▸ To do
From the data below, extract word for word the lines starting at the one that contains "contains rolled sleeping" and ending at the one that contains "343, 165, 720, 403", including both.

____

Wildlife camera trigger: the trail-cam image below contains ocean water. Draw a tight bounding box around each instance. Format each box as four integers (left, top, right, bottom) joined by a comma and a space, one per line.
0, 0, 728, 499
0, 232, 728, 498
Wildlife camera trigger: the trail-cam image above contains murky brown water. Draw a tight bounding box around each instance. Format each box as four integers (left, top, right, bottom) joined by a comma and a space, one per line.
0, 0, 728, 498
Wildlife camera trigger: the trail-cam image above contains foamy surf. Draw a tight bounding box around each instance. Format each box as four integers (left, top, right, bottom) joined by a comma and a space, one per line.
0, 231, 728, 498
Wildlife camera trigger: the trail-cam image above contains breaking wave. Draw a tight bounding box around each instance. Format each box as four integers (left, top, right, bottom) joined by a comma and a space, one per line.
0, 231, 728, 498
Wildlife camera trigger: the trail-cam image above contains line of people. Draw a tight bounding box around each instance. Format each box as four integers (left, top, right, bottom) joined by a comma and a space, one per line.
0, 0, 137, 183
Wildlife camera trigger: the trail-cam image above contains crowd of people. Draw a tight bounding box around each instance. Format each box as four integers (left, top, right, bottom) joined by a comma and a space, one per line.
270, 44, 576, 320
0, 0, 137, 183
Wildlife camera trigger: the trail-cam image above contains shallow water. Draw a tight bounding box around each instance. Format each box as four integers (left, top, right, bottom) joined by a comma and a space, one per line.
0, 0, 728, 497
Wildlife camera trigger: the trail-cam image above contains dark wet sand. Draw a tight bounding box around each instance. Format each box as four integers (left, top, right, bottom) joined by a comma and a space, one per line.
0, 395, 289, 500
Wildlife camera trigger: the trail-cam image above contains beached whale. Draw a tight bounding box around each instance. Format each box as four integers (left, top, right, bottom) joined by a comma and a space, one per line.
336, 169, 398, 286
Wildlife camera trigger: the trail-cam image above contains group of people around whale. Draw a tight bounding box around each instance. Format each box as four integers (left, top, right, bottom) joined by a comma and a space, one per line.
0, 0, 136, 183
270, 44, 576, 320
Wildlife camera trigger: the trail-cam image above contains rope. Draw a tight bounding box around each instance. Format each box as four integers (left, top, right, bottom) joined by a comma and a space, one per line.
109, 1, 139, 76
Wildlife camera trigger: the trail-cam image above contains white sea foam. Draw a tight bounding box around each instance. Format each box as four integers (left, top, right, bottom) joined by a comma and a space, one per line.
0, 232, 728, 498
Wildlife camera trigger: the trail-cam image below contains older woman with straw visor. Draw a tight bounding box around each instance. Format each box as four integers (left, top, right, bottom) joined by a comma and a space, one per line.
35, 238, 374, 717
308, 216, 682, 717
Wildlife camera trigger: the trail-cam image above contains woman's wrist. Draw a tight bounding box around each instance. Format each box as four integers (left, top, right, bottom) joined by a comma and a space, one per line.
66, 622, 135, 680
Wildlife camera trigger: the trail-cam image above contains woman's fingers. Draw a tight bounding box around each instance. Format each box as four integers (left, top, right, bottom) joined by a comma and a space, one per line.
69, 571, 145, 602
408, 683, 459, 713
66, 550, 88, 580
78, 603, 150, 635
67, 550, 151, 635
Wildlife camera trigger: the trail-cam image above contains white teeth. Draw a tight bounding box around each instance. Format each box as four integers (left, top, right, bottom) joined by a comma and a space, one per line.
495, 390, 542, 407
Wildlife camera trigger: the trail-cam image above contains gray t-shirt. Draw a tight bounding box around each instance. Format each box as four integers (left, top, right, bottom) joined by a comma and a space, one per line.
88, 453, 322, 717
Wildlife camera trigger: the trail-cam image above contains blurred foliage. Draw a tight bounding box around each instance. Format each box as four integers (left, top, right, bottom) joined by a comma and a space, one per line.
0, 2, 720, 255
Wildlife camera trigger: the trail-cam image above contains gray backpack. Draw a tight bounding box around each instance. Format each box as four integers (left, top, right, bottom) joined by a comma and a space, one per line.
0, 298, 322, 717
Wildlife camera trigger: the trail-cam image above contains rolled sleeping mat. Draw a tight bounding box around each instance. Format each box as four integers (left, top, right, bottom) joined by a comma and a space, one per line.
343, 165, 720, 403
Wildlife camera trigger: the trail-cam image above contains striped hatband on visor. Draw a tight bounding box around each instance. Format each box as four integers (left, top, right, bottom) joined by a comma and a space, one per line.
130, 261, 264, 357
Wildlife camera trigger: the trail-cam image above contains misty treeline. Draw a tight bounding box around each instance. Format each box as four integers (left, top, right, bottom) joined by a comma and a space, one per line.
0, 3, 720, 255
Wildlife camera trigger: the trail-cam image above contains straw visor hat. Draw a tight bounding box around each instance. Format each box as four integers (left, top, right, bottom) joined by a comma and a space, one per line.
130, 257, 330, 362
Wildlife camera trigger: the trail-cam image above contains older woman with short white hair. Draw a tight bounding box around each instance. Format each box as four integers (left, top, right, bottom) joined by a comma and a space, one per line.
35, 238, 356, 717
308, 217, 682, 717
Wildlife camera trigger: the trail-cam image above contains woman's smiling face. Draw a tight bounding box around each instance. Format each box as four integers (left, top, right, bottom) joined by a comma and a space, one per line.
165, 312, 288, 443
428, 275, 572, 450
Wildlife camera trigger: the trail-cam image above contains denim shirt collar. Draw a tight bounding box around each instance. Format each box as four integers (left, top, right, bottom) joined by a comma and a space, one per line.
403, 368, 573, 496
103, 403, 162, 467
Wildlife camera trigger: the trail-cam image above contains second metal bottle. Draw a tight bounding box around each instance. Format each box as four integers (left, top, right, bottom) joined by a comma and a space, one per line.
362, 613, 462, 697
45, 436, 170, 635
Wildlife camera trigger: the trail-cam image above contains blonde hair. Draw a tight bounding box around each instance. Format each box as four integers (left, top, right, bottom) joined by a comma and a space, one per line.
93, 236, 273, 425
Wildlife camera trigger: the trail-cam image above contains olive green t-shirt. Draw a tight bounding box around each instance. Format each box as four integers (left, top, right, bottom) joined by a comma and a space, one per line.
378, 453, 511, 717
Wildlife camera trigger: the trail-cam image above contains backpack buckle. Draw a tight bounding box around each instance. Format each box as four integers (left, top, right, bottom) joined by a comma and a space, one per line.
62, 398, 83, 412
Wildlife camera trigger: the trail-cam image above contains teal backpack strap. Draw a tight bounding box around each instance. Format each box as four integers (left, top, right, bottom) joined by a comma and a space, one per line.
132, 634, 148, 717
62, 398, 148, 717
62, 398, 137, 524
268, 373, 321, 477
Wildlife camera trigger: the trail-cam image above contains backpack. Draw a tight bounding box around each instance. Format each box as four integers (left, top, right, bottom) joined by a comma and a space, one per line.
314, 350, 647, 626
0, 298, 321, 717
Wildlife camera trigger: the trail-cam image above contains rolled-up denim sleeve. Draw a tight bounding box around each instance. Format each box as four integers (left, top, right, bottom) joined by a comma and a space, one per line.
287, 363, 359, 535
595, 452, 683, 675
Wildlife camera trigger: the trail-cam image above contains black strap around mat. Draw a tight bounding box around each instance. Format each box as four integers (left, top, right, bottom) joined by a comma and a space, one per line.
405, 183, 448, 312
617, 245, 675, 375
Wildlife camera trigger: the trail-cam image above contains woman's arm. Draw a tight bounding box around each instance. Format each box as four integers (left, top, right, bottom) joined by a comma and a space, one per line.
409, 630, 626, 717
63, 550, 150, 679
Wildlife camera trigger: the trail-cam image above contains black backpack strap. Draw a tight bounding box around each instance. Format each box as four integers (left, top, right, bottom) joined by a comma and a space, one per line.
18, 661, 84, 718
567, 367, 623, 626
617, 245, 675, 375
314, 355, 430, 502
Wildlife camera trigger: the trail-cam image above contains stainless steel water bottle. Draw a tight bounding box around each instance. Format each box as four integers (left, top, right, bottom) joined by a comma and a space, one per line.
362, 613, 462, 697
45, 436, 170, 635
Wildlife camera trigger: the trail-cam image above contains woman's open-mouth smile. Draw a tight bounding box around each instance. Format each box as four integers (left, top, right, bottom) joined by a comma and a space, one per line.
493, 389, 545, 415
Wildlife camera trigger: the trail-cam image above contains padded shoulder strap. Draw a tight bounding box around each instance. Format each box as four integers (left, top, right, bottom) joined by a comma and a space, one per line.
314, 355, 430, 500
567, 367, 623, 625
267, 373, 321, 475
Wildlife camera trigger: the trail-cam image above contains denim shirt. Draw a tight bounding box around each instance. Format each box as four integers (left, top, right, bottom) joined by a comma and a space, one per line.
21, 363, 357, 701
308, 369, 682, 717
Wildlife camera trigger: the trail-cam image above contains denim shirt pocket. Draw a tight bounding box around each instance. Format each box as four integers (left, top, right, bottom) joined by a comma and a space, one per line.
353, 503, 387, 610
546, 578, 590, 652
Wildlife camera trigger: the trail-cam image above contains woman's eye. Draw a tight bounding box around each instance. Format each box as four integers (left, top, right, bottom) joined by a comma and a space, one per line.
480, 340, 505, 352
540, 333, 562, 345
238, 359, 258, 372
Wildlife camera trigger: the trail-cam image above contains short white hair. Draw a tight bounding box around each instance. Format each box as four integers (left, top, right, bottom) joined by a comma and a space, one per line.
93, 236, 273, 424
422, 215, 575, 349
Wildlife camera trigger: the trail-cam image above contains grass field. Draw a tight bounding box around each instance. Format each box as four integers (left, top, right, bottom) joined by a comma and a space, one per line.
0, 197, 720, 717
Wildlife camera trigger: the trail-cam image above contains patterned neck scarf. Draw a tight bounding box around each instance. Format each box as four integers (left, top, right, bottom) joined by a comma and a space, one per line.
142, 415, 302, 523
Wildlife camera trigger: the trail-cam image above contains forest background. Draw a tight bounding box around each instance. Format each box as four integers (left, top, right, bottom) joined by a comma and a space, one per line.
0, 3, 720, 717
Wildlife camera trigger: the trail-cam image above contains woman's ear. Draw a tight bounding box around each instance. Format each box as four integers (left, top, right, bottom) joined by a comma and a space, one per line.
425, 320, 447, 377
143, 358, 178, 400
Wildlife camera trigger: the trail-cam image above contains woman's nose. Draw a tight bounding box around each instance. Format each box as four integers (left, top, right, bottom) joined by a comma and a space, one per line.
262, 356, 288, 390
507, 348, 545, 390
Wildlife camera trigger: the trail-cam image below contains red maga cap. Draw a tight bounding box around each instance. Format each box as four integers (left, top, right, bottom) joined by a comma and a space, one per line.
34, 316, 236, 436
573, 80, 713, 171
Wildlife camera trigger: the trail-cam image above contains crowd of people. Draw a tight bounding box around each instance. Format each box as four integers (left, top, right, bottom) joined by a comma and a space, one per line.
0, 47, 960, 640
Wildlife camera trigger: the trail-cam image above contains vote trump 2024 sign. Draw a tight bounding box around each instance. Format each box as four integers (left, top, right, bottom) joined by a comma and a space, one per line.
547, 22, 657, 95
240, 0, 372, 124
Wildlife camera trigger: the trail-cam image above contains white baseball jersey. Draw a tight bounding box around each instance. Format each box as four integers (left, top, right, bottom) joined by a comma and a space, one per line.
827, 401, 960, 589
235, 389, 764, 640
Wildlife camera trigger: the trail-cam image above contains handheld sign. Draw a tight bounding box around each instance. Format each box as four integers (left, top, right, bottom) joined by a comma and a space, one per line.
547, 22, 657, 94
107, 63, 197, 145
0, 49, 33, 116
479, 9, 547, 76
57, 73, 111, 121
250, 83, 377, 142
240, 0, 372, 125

____

▸ Output of the task
Wildlife camera trigger: the trail-cam image above contains rolled sleeping mat. Draw a tight bounding box around each instance. Format each box as four integers (left, top, right, bottom) joined by a comma and a space, one per line.
343, 165, 720, 403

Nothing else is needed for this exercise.